§ **Excerpted passage**
The verdict came on August 11. Yettaw was condemned to a total of seven years: three for violating Aung San Suu Kyi's house arrest, three hard labor for breaking immigration laws, and one hard labor for trespassing. Aung San Suu Kyi was initially sentenced to three years of hard labor, but after a five-minute recess, Than Shwe reduced it to eighteen months of house arrest. Khin Khin Win and Win Ma Ma were also sentenced to eighteen months.

=== Health issues during the trial===
On May 8, Yettaw began to decline food, claiming religious reasons, and accepted only water. On July 9, he was removed to Insein Prison hospital because he was still refusing food. There authorities began feeding him intravenously.

On August 3, Yettaw was taken from Insein prison and admitted to Yangon General Hospital after having seizures. He was isolated in intensive care in a heavily guarded separate room and treated by neurological specialists. Previous to this incident, Yettaw had been held in the prison's hospital where he received regular treatment for his seizures and diabetic and heart conditions. Two days later, Yettaw was visited by US Embassy official Colin Furst. The same day, defense lawyer Nyan Win expressed concern that Yettaw's condition may further delay the trial because "the court normally doesn't make judgment in the absence of the accused." Yettaw remained in intensive care throughout the week. On August 7, he suffered three more fits, according to Police Brigadier General Khin Yi. Yettaw was discharged August 10.

==Release from Burma==
On August 12, 2009, US Senator Jim Webb negotiated Yettaw's release on humanitarian grounds because of Yettaw's health. Myanmar authorities commuted Yettaw's sentence in half, suspending the remaining three-and-a-half years upon Yettaw's deportation. On August 14, Senator Webb flew with Yettaw to Thailand. Yettaw had to be helped off the plane. He gave reporters an "I love you" sign, but did not respond to any questions. He was immediately placed in an undisclosed Bangkok hospital. The next day he underwent medical examination. According to Senator Webb and Yettaw's family members, Yettaw was not in good health.

Dataset entries:
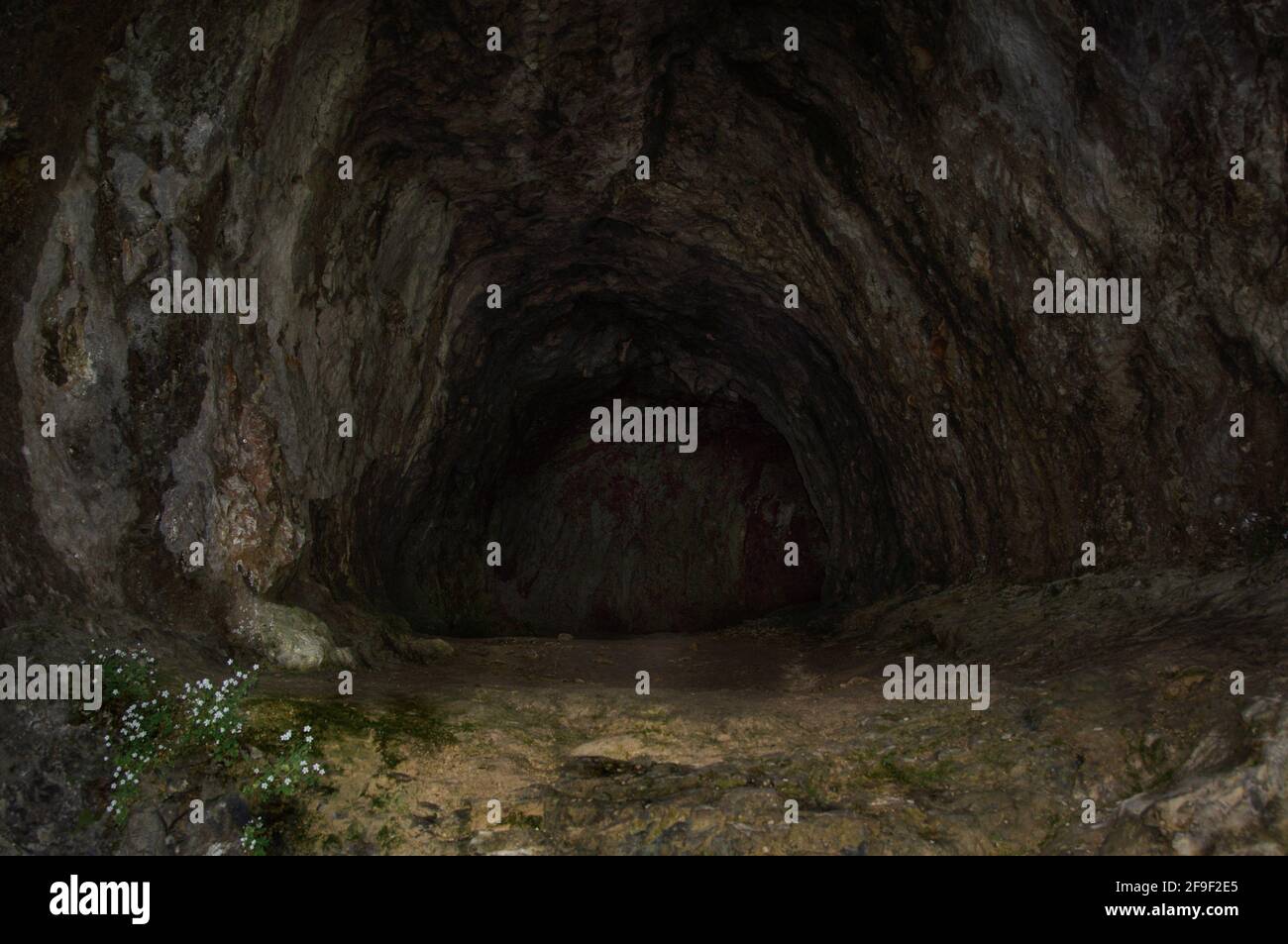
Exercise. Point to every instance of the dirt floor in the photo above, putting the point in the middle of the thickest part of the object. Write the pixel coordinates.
(1113, 687)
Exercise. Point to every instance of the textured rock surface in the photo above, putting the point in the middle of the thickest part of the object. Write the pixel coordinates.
(516, 168)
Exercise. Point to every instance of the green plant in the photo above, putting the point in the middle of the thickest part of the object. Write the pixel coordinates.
(151, 729)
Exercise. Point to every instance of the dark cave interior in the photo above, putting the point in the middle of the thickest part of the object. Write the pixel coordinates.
(389, 469)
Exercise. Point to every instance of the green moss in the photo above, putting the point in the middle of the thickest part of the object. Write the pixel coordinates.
(393, 724)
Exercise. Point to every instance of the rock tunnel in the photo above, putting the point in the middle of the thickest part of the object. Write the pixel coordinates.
(460, 256)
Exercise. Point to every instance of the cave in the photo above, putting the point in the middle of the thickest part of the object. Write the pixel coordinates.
(596, 416)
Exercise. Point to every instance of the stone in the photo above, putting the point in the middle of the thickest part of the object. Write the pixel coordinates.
(286, 636)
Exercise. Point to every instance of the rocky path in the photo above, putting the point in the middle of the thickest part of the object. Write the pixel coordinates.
(1113, 689)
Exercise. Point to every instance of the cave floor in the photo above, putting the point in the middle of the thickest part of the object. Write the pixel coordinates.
(1109, 687)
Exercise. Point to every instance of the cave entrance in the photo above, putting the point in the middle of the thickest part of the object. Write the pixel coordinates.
(612, 539)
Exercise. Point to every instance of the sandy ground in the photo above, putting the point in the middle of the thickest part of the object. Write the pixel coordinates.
(1113, 689)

§ **Problem 1**
According to the Yettaw excerpt, who negotiated Yettaw's release from Burma?
§ **Problem 2**
Condense the paragraph of the Yettaw excerpt that begins "On August 3, Yettaw was taken" into a short bulleted list that keeps its main facts.
§ **Problem 3**
Reproduce the Yettaw excerpt, starting with "The verdict came" and going on through "to eighteen months.", but swap "verdict" for "ruling".

§ **Task response 1**
US Senator Jim Webb negotiated Yettaw's release.

§ **Task response 2**
- August 3: Yettaw was moved from Insein prison to Yangon General Hospital after having seizures.
- He was isolated in intensive care in a heavily guarded room and treated by neurological specialists.
- Before this, he had been held in the prison's hospital, where he was treated for seizures, diabetes and heart conditions.
- Two days later, US Embassy official Colin Furst visited him.
- That same day, defense lawyer Nyan Win warned that Yettaw's condition might delay the trial further, since the court normally does not rule without the accused present.
- Yettaw stayed in intensive care all week.
- August 7: he had three more fits, according to Police Brigadier General Khin Yi.
- August 10: he was discharged.

§ **Task response 3**
The ruling came on August 11. Yettaw was condemned to a total of seven years: three for violating Aung San Suu Kyi's house arrest, three hard labor for breaking immigration laws, and one hard labor for trespassing. Aung San Suu Kyi was initially sentenced to three years of hard labor, but after a five-minute recess, Than Shwe reduced it to eighteen months of house arrest. Khin Khin Win and Win Ma Ma were also sentenced to eighteen months.